**PROBLEM TO SOLVE**
Please pull out every line of the records below that contains the word "decorative", copying each line in full. Case counts.

━━━━━ LISTED ENTRIES ━━━━━

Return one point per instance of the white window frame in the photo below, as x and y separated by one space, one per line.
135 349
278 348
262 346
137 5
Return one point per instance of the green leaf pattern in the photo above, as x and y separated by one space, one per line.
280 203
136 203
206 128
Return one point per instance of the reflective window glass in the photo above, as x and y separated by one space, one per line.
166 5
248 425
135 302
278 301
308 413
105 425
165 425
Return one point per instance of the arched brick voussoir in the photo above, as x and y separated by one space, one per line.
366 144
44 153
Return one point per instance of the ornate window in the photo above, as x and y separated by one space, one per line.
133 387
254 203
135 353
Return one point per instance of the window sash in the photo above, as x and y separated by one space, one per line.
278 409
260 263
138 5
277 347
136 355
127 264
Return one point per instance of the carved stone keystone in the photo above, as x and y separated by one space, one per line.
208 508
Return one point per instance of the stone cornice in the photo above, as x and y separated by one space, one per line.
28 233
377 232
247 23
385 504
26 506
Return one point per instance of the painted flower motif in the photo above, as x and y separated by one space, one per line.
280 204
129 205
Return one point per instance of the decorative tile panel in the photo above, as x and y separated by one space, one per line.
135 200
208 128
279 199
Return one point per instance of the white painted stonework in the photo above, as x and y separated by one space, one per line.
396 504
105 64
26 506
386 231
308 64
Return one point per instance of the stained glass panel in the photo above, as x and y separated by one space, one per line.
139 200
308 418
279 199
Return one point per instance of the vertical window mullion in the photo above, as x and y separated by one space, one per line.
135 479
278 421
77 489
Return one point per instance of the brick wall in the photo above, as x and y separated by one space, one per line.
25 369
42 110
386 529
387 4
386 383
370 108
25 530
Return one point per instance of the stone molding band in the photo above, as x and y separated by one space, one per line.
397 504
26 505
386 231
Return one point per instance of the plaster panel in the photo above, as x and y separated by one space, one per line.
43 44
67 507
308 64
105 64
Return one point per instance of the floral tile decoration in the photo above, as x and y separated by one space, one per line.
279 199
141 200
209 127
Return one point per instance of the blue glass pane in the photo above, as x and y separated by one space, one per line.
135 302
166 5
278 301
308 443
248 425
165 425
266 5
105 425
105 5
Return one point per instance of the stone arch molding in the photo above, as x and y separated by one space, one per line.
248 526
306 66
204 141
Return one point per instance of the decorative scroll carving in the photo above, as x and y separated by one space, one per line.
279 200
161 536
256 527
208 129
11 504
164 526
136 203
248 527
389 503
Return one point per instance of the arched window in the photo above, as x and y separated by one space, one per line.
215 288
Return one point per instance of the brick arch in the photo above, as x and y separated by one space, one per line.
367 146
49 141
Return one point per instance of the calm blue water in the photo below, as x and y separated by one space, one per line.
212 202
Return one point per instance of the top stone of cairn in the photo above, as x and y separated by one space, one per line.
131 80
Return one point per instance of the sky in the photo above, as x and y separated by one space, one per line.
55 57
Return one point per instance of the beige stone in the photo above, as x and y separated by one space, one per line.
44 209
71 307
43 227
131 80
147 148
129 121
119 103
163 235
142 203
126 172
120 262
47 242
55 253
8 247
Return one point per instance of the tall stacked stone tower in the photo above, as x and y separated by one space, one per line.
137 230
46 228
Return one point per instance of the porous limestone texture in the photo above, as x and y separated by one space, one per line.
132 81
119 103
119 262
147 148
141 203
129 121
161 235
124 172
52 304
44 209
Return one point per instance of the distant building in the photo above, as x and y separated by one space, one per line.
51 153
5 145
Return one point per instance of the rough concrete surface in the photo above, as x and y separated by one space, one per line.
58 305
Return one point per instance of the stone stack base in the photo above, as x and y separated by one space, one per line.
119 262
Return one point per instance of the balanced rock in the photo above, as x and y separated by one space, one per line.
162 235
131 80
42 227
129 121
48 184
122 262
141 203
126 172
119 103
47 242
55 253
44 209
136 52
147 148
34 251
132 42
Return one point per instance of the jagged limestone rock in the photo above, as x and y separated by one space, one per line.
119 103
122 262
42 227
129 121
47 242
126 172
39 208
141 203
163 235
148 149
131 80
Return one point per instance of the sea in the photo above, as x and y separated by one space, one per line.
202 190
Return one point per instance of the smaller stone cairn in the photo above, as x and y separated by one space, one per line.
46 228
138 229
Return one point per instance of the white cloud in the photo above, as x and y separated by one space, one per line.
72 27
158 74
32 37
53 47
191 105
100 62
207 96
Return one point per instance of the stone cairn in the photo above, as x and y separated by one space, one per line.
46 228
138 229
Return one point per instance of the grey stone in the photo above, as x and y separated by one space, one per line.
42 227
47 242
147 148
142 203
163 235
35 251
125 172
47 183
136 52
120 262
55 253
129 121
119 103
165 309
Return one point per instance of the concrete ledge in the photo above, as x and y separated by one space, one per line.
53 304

━━━━━
━━━━━ LISTED ENTRIES ━━━━━

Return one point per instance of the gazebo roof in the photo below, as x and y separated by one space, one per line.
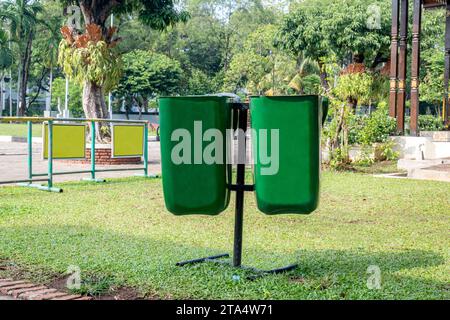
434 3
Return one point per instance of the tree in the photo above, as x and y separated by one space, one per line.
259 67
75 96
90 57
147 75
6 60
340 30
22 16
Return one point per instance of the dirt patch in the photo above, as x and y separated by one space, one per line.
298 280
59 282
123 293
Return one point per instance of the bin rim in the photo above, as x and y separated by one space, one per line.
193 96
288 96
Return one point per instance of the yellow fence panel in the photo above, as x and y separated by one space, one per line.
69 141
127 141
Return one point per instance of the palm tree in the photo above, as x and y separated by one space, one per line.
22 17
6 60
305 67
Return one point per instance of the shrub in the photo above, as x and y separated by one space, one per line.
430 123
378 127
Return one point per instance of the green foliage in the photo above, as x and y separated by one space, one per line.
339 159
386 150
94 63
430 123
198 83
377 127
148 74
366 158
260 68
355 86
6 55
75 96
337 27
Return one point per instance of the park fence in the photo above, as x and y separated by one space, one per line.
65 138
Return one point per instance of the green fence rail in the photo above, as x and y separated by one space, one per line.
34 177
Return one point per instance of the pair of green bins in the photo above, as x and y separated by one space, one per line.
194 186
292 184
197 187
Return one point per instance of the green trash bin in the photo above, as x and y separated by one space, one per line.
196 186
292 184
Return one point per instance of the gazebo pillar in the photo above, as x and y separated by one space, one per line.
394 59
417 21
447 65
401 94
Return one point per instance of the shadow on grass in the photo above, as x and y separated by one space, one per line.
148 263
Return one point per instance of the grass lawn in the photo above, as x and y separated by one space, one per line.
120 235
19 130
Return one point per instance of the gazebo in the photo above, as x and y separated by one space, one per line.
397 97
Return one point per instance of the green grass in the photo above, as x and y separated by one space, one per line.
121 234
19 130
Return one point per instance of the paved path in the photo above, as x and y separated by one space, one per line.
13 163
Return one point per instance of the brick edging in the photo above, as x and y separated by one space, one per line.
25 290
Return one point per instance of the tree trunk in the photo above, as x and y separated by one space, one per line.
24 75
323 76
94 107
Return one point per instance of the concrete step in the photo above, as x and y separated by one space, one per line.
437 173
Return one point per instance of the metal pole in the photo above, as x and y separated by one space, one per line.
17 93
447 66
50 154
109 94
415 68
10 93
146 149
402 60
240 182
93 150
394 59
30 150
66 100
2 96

━━━━━

**THE SOLUTION**
Return one point per instance of the decorative tile panel in the photo above, as x and y separated by one space, one per line.
Return one point per instance of the decorative scroll carving in the photo above, as x and y separated by one space, one per line.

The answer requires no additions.